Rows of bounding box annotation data
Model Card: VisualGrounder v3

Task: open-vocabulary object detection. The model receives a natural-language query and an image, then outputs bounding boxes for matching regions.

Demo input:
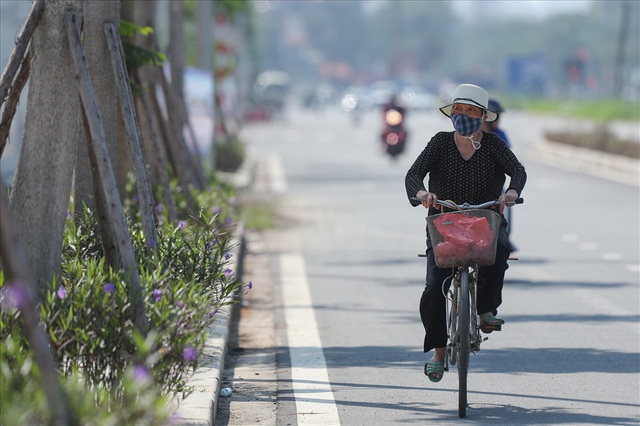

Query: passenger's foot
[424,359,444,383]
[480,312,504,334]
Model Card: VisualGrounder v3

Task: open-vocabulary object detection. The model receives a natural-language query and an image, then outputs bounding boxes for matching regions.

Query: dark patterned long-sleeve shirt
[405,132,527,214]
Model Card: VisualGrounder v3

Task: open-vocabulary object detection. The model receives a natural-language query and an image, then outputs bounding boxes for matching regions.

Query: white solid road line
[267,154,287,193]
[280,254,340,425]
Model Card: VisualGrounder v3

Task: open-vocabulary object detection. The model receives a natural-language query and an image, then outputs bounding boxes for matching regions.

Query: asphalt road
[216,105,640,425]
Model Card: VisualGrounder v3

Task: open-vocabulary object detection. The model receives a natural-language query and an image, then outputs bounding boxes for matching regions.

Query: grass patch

THE TASK:
Copy every item above word for word, leaving out the pictures.

REPLY:
Model Card: VisualGrounder v3

Task: open-vocabulary object detection. The model receives a natural-language query and an image, then outputs bounding boxes for matching regions.

Demo input:

Query: passenger's foot
[424,359,444,383]
[480,312,504,334]
Model Card: VisualGrounder v3

Task: open-vocabulary object detection. The model receives a natural-language query and an image, then outputs bounding boxes for matching regions.

Query: dark patterned long-sleeve shirt
[405,132,527,214]
Model Card: VisualGrounder v3

Task: open-vocabulary object detection. The model receives a natural-language query and an image, then outputs bounding boxes for matching regions.

Query: white solid road line
[267,154,287,193]
[280,254,340,425]
Model Card: VisualGrounder v3

Task: open-vocabulary object detection. The model receives a natural-language query and an image, then outputs bounding boxes for matching regions.

Query: asphalt road
[216,105,640,425]
Model Card: VisualGrounder v3

Task: open-vocabulary object detection. The model receives a natural-language query and an image, then outputs bounding boxes for matching regions.

Query: grass patch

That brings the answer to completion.